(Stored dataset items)
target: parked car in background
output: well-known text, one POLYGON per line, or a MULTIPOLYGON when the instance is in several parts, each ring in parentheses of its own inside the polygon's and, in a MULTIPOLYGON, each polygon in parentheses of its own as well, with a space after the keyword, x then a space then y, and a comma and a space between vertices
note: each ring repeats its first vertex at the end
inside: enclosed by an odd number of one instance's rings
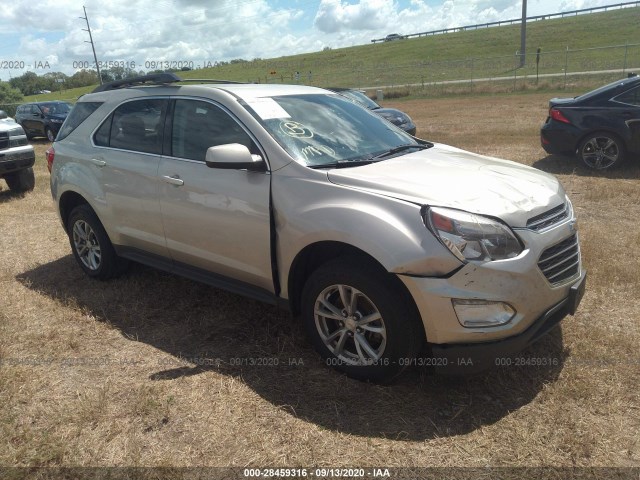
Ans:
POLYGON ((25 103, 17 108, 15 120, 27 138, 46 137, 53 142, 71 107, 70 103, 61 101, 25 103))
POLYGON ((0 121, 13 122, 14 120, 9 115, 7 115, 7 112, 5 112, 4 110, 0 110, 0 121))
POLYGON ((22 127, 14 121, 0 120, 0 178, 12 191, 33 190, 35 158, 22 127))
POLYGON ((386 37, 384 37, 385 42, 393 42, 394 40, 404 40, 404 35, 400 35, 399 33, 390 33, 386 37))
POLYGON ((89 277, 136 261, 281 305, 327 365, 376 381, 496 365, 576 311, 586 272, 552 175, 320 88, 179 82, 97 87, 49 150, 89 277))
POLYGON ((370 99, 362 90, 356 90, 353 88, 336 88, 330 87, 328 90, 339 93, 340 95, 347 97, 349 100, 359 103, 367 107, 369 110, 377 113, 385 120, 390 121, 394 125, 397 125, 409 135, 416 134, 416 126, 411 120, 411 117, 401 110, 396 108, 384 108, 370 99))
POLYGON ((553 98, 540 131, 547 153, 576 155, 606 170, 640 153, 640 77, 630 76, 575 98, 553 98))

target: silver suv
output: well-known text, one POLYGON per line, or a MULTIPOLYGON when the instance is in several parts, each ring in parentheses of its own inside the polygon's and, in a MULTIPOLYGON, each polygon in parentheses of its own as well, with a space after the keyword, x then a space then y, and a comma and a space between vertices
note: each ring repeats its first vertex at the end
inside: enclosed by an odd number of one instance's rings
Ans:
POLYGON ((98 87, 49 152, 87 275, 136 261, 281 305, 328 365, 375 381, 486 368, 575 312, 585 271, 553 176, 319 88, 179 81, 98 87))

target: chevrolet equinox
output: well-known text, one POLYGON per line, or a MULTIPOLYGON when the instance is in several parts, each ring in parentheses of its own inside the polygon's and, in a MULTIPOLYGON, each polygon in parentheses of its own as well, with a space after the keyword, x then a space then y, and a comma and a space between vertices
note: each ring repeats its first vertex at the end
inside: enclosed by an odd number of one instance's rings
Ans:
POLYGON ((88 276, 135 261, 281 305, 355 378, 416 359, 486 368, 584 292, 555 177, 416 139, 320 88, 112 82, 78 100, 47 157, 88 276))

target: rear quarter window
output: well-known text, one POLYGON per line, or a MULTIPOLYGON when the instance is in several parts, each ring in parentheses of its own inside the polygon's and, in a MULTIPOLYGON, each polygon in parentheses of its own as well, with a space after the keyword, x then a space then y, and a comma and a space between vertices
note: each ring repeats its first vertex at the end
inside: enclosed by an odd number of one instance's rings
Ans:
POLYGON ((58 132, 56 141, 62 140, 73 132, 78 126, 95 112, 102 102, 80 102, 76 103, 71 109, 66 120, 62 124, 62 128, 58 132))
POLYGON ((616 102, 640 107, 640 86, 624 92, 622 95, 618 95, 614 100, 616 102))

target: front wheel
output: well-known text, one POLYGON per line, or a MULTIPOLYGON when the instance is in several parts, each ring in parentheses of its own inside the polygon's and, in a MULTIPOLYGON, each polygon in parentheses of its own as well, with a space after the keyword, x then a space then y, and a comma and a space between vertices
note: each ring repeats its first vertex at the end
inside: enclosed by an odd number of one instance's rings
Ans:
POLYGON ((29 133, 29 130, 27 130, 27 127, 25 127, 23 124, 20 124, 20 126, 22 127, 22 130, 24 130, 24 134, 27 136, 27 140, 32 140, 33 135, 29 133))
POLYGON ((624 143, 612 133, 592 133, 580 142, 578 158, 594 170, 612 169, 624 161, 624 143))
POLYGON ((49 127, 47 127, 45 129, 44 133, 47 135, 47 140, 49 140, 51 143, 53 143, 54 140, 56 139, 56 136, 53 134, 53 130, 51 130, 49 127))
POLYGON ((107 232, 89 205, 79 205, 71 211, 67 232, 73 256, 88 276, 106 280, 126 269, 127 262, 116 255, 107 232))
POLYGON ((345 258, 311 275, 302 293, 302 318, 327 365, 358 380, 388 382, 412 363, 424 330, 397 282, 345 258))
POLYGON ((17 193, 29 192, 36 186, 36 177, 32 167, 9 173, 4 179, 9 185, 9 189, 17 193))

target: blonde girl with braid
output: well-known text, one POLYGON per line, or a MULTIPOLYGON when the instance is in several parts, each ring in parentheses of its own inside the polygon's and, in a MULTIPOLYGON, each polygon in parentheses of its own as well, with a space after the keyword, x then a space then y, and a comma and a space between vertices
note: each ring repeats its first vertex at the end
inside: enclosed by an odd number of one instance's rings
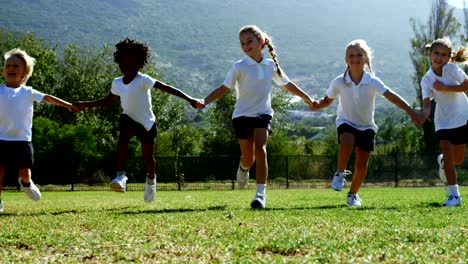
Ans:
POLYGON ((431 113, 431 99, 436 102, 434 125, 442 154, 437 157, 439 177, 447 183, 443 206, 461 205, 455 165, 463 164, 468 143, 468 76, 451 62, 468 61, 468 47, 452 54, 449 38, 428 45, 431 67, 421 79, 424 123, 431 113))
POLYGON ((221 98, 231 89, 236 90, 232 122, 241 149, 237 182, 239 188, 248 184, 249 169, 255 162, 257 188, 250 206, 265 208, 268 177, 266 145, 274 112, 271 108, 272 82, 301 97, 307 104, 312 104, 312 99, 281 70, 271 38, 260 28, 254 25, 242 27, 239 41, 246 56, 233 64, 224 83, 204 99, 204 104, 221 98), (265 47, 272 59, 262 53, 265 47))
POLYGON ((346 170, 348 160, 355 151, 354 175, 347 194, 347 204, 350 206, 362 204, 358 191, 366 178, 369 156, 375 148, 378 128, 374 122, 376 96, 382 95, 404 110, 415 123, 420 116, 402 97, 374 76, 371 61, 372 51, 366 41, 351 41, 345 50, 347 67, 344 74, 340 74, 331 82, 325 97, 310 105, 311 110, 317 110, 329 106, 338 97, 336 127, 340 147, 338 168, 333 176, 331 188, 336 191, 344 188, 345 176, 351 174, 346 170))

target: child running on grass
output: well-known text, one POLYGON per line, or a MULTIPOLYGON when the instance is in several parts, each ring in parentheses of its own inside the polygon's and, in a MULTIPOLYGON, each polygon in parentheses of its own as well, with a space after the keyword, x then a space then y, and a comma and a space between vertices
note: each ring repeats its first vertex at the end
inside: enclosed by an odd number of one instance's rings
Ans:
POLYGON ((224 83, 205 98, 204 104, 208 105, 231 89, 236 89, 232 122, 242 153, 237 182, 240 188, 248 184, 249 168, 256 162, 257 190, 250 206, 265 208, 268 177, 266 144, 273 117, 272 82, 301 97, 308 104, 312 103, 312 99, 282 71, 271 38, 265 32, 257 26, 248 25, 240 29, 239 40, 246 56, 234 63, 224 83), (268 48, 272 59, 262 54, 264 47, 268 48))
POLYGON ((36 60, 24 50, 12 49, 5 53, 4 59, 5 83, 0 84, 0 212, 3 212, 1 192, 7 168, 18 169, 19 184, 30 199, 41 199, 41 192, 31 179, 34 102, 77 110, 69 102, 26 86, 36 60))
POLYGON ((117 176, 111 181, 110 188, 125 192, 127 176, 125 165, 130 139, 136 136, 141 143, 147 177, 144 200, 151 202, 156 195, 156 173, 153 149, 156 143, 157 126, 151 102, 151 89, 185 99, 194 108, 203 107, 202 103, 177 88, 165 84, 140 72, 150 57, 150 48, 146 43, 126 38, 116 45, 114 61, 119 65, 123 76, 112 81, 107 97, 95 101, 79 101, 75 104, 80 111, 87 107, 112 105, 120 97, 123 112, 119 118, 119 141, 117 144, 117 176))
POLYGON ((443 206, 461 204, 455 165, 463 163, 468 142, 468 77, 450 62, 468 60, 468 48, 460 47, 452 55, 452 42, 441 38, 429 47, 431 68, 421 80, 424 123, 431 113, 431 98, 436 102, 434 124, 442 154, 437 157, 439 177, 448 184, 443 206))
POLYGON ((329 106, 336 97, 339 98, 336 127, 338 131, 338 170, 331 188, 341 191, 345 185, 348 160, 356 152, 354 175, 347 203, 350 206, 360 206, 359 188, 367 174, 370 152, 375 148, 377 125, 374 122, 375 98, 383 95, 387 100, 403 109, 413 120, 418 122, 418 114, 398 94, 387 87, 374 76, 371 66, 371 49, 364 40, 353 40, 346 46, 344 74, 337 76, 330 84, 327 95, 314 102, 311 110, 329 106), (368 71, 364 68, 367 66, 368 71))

--

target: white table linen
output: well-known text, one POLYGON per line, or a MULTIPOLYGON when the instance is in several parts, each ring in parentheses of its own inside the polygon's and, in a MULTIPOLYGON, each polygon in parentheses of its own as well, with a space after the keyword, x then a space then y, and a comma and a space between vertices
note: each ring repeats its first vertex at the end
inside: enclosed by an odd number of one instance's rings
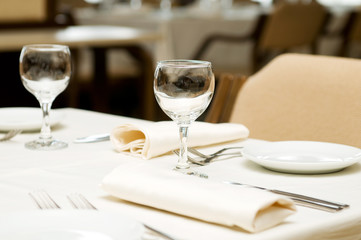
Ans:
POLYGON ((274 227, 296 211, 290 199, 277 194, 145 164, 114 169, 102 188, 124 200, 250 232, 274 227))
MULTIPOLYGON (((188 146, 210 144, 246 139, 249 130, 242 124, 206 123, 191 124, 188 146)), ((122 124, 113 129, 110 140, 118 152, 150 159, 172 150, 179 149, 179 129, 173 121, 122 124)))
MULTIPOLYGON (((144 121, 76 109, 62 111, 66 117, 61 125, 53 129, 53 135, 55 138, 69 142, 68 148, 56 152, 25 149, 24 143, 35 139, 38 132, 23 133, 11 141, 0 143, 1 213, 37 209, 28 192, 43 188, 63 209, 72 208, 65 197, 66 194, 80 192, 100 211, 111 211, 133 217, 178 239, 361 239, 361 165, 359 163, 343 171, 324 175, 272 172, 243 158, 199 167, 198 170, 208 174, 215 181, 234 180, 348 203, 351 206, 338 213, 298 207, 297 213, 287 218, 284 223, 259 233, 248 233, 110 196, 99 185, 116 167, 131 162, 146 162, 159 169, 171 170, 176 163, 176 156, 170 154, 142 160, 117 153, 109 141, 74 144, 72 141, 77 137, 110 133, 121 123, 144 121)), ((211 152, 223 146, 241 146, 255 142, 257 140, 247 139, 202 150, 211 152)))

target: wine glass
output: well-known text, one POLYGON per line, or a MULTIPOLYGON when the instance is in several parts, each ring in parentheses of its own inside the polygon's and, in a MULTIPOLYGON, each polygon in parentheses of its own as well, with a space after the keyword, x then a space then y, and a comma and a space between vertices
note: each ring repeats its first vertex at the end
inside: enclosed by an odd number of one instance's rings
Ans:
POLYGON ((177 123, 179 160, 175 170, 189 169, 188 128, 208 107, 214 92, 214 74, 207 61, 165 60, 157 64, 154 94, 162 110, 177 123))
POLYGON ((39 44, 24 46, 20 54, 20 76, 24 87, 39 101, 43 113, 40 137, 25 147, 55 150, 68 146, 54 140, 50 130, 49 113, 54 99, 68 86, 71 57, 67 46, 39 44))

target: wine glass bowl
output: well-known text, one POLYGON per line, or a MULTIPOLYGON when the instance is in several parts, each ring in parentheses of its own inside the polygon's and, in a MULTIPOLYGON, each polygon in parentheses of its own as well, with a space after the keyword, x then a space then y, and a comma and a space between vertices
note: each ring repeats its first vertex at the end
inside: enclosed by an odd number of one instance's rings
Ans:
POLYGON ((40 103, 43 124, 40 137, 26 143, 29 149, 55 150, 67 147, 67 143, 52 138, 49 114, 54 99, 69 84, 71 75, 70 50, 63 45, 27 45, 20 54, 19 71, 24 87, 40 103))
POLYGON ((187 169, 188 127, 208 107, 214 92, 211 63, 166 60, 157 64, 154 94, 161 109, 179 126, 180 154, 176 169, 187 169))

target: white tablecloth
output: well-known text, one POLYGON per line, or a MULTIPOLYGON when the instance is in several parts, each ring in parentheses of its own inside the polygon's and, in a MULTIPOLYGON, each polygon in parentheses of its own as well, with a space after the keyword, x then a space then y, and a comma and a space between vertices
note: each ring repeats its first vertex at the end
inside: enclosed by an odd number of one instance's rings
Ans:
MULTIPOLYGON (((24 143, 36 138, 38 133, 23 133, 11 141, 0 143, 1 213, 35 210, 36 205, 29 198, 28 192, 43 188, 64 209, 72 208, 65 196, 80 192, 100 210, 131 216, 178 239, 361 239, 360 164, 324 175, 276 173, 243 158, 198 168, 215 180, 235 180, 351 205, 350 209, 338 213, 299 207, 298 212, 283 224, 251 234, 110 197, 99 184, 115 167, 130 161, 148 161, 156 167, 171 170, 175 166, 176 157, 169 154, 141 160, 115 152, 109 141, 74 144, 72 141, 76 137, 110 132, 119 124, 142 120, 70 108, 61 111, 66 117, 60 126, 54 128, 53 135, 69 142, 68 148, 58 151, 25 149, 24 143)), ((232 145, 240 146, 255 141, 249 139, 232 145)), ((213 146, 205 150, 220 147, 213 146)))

* **ABOUT THIS TASK**
Every line above with the word "white" belongs in the answer, copied as written.

* **OUTPUT FOR THIS EXERCISE**
target: white table linen
target: white tablecloth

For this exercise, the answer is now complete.